[Saved entries]
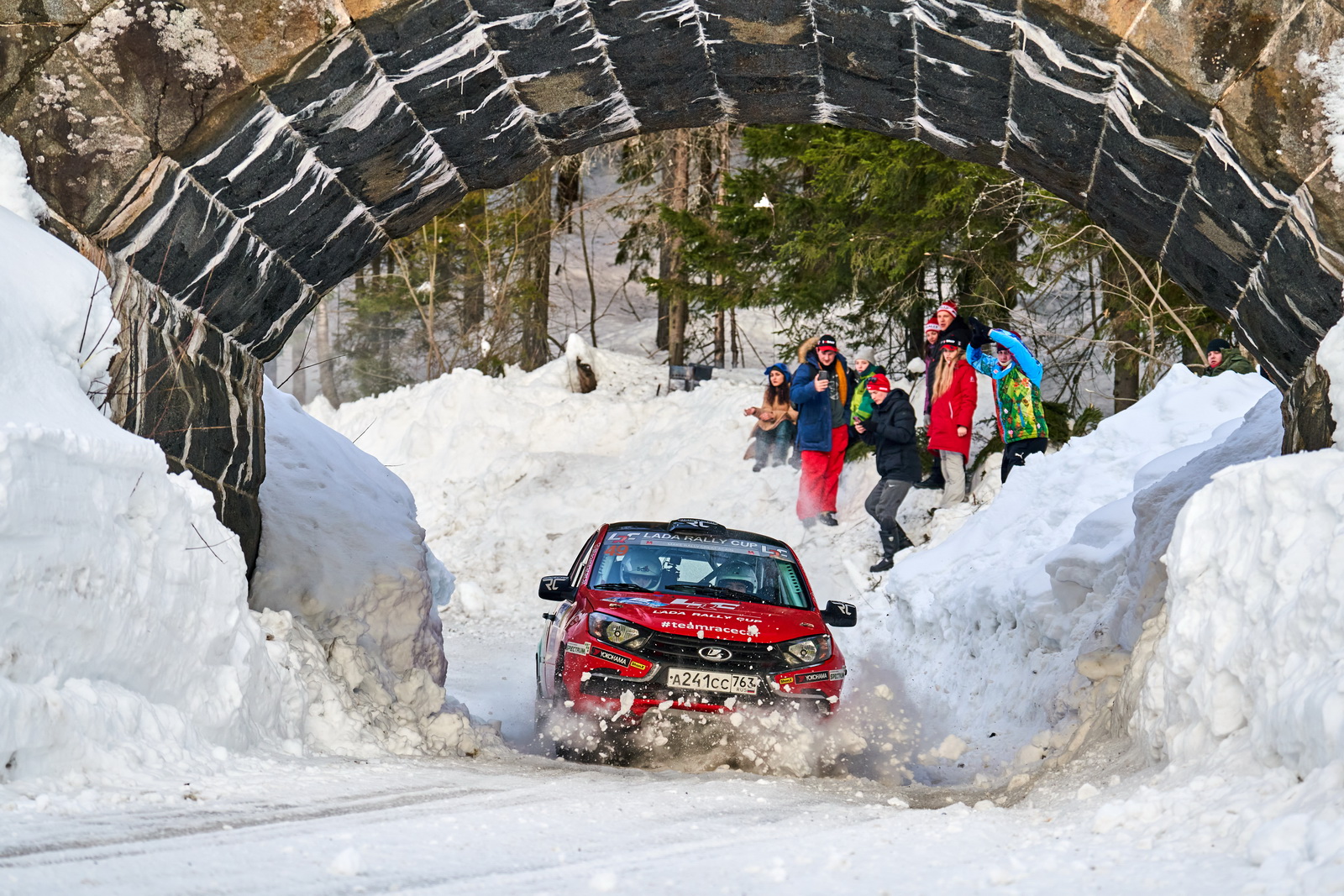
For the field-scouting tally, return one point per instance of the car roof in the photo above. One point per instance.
(667, 527)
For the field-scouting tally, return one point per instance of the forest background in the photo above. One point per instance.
(729, 246)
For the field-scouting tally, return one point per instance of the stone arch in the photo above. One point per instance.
(230, 163)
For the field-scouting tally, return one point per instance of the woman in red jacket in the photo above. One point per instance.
(951, 412)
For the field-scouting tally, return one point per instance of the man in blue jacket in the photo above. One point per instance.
(820, 391)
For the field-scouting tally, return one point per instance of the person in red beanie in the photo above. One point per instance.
(891, 432)
(951, 416)
(820, 390)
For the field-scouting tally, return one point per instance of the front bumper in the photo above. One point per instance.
(597, 679)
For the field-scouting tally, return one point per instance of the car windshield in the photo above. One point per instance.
(707, 566)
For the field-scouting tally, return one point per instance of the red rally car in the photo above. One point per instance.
(690, 616)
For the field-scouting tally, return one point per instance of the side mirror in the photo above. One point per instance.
(839, 616)
(557, 587)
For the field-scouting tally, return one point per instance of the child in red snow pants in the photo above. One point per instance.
(822, 476)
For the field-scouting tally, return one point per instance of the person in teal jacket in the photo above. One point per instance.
(1016, 374)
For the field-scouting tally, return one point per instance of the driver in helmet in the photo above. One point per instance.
(644, 567)
(737, 575)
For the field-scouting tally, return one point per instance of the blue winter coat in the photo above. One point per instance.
(813, 406)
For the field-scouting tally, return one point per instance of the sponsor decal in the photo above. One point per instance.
(638, 602)
(611, 658)
(701, 627)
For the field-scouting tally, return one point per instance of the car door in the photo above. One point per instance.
(554, 637)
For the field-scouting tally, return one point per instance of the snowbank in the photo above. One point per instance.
(511, 474)
(127, 641)
(342, 551)
(987, 626)
(1254, 644)
(15, 192)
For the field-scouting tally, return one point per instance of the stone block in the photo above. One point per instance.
(660, 63)
(1148, 147)
(1290, 302)
(964, 74)
(867, 65)
(160, 63)
(71, 13)
(346, 107)
(266, 35)
(82, 149)
(1274, 114)
(765, 58)
(441, 63)
(1205, 45)
(1225, 221)
(24, 47)
(262, 172)
(187, 244)
(557, 63)
(195, 392)
(1065, 71)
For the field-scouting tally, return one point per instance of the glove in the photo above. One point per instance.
(979, 332)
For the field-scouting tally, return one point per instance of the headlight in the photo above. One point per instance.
(617, 631)
(806, 652)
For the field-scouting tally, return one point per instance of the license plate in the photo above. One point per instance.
(719, 681)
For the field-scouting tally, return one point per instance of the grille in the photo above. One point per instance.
(679, 651)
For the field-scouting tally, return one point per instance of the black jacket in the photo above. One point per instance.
(891, 432)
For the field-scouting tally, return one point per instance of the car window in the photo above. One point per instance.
(577, 570)
(719, 567)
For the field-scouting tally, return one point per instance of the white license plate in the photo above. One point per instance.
(721, 681)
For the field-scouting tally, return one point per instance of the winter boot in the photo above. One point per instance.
(889, 550)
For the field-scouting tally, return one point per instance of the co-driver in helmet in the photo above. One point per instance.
(737, 575)
(644, 567)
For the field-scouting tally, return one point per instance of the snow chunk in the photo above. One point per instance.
(1254, 631)
(127, 644)
(343, 553)
(15, 192)
(1050, 570)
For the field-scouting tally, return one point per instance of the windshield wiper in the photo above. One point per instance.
(717, 591)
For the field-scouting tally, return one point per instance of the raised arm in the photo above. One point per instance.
(980, 360)
(1026, 360)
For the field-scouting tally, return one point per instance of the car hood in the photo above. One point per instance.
(718, 620)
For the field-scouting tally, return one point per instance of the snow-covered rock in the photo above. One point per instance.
(127, 640)
(343, 553)
(987, 626)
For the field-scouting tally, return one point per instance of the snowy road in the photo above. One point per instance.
(523, 824)
(528, 825)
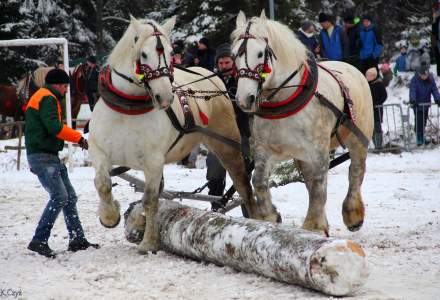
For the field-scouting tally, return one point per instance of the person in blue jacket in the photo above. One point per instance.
(371, 44)
(400, 65)
(332, 39)
(421, 88)
(306, 35)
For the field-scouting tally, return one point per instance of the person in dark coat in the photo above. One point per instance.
(421, 88)
(306, 35)
(91, 81)
(371, 44)
(400, 65)
(45, 134)
(205, 55)
(436, 34)
(332, 40)
(379, 95)
(216, 174)
(351, 28)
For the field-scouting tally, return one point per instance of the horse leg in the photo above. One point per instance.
(233, 161)
(353, 210)
(260, 180)
(108, 207)
(150, 203)
(315, 177)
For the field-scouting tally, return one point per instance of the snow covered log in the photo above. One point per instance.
(292, 255)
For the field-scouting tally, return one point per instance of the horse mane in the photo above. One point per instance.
(127, 44)
(283, 41)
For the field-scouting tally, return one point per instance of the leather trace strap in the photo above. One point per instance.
(190, 125)
(343, 119)
(300, 97)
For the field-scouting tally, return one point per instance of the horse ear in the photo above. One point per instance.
(136, 24)
(169, 25)
(241, 19)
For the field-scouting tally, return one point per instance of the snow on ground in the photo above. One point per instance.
(401, 236)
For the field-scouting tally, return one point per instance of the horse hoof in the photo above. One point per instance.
(356, 227)
(108, 226)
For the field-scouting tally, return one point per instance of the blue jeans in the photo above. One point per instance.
(54, 178)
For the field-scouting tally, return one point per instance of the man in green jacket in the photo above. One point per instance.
(45, 135)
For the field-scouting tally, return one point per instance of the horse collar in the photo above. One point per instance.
(118, 100)
(299, 98)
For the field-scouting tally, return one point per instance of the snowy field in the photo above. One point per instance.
(401, 236)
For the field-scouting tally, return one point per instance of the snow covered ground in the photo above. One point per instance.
(401, 236)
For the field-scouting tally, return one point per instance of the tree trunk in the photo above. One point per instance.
(296, 256)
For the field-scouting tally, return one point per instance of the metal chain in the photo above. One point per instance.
(201, 94)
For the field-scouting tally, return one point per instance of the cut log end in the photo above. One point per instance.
(339, 268)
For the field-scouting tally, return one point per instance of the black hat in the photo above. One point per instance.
(92, 59)
(423, 69)
(323, 18)
(177, 50)
(57, 76)
(349, 19)
(367, 17)
(204, 41)
(223, 50)
(306, 25)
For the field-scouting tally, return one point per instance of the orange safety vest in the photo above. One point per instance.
(66, 133)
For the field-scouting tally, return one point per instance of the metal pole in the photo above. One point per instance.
(68, 104)
(271, 10)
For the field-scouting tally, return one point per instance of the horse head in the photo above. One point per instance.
(144, 52)
(261, 57)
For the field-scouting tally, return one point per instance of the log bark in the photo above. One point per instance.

> [WHAT THE EXERCISE ASKS]
Without the pictures, return the records above exactly as given.

> [FINISHED EXERCISE]
For the field-scouting tally, return one point per instance of the car roof in the photo above. One point per instance.
(667, 527)
For the field-scouting tally, return one point per instance of the forest background in the photo above. One point per instance.
(729, 246)
For the field-scouting tally, return one point per instance of the stone arch in the photo above. One point per instance.
(230, 163)
For the field-scouting tally, return one point per instance of the woman in red jacket in the photo above. One point per instance.
(951, 412)
For the field-scouting tally, return one point per instance of the man in blue jacket in the photo above. One point per instance.
(820, 391)
For the field-scouting tally, return one point per instance of the person in red beanie in the photo above. One point per instance.
(891, 432)
(951, 416)
(820, 390)
For the field-scouting tally, return one point per instance of the front bumper in the photo above. One point per instance.
(597, 679)
For the field-scouting tally, return one point per instance of the car windshield in the photo above. One point per instance.
(707, 566)
For the field-scouting tally, return one point per instance of the red rally car in the photo above. One point per instance.
(690, 616)
For the field-scouting tally, return one point per instance of the side mirror in the photo above. One point per instance.
(839, 616)
(557, 587)
For the field-scouting tally, return one point per instance of the child in red snow pants in the photo above. One point per instance.
(822, 476)
For the field-scouting tally, return one point per instance of the person in teal jacket in the photo above. One point per instance.
(1016, 374)
For the field-scouting tally, return one point per instance of the driver in helmet in the photo above. One point per instance.
(644, 567)
(737, 575)
For the field-scouting tally, return one point per instance of the blue winter coat in the photo above. One point per instance.
(813, 406)
For the field-scouting tally, return one point per instance of the sponsor decal in the photo above. One point per instance.
(638, 602)
(611, 658)
(701, 627)
For the field-scouting tally, return one point per instance of the car door in the photo above. One point per instance.
(554, 637)
For the field-scouting tally, return one point per instance of the snowbank in the photo above. One point per instance.
(511, 474)
(127, 641)
(342, 551)
(987, 626)
(1254, 644)
(15, 192)
For the field-scouting tally, return one point per instance of the stone block in the photo above. One point per instance.
(660, 63)
(1148, 147)
(1290, 302)
(964, 74)
(867, 65)
(160, 63)
(71, 13)
(346, 107)
(266, 35)
(82, 149)
(1274, 114)
(765, 58)
(441, 63)
(1205, 45)
(1225, 221)
(24, 47)
(262, 172)
(187, 244)
(557, 63)
(195, 392)
(1065, 71)
For the field-scouting tally, return one point per instance of the glove in the photo above. One point per instance.
(979, 332)
For the field-scouting tally, return one point per instance of the headlight in the photo above. One point per instance.
(617, 631)
(806, 652)
For the field-scouting tally, return one point per instance of the license plate in the photo above. One point per instance.
(719, 681)
For the field-scouting tally, return one point per instance of the grille in the photo above. One point per instance.
(679, 651)
For the field-scouting tally, return one point per instance of the black jacket in the photo above. One point per instance.
(891, 432)
For the field-scouting tally, return one point per instance of the car window in the photo above. One point per instance.
(577, 570)
(719, 567)
For the field-scouting tally, return one point per instance of the white license plate in the photo above. One point per instance.
(721, 681)
For the field-scouting tally, return one point per instance of the winter boot in the photo above. One point per instance.
(889, 550)
For the field-scouting tally, return one point per instance of the co-driver in helmet in the photo above. One point per instance.
(737, 575)
(644, 567)
For the field-scouting tally, return one point per instance of the snow chunk in the photo above. One point per instance.
(1254, 631)
(127, 644)
(343, 553)
(15, 192)
(1050, 570)
For the field-scouting tally, return one point per instance of the windshield wiper in the photo above. One point per instance.
(717, 591)
For the field-scouting tally, return one point per instance of the raised arm in the photo above. One point per instance.
(980, 360)
(1026, 360)
For the field-scouting tally, return one point per instance of the car hood in the photo above. One point per instance.
(718, 620)
For the field-scouting tally, return one point per instance of the snow-covered rock in the photo above. One point per instance.
(127, 640)
(343, 553)
(987, 626)
For the field-scouting tally, return one point per instance of the snowy road in the photo above. One point per instance.
(523, 824)
(528, 825)
For the field-scouting tally, return one point per instance of the person in blue jacket in the photo above. One point per instance.
(371, 44)
(400, 65)
(332, 39)
(421, 88)
(306, 35)
For the field-scouting tally, return one point per instance of the person in dark coat in the photo above. One point per instance.
(421, 88)
(306, 35)
(91, 81)
(371, 44)
(400, 65)
(45, 134)
(205, 55)
(436, 34)
(332, 40)
(379, 95)
(216, 174)
(351, 28)
For the field-scouting tally, return one point per instance of the horse leg in the photo above. One point per instance.
(233, 161)
(353, 210)
(260, 180)
(108, 207)
(150, 203)
(315, 177)
For the field-scouting tally, return one point per instance of the snow covered log in the photo above. One point per instance.
(292, 255)
For the field-scouting tally, return one point per instance of the horse mane in the photo above. One point per instance.
(127, 44)
(283, 41)
For the field-scouting tally, return one point per instance of the leather trace strap in the photo above. One point per instance.
(190, 125)
(343, 119)
(300, 97)
For the field-scouting tally, return one point per instance of the horse ear in the photo above. One point per instance.
(136, 24)
(169, 25)
(241, 19)
For the field-scouting tally, return one point per instance of the snow on ground in the photo above. One point per instance.
(401, 236)
For the field-scouting tally, return one point per instance of the horse hoof in the photo above. One point per instance.
(356, 227)
(108, 226)
For the field-scouting tally, return one point per instance of the blue jeans in the photo above. One point per instance.
(54, 178)
For the field-scouting tally, return one point per instance of the man in green jacket in the photo above. One point per instance.
(45, 135)
For the field-scouting tally, return one point per instance of the horse collar in the photo above. One point per instance.
(118, 100)
(299, 98)
For the field-scouting tally, return one point per instance of the snowy field in the photo above. One point per instance.
(401, 236)
For the field-scouting tally, return one point per instance of the snow covered ground in the photo above. One point per instance.
(401, 236)
For the field-scouting tally, return one point per instance of the tree trunk in the photo above. One point per instance.
(296, 256)
For the field-scouting tally, return one point per instance of the metal chain in the photo above. One point per instance.
(201, 94)
For the field-scouting tally, return one point per instance of the cut log end in the photo above. One point per instance.
(339, 268)
For the field-scouting tally, return one point per instance of the black hat in the photo above. One point per instance.
(92, 59)
(423, 69)
(323, 18)
(177, 50)
(57, 76)
(349, 19)
(367, 17)
(204, 41)
(223, 50)
(306, 25)
For the field-scouting tally, return one point per instance of the orange safety vest in the photo above. One point per instance.
(66, 133)
For the field-scouting tally, return one point per instance of the metal pole in the photo above. One point per instance.
(68, 104)
(271, 10)
For the field-scouting tally, return one point per instance of the horse head in the photo above. One point per instance.
(144, 52)
(261, 57)
For the field-scouting tally, return one point per instance of the log bark in the photo above. One point per instance.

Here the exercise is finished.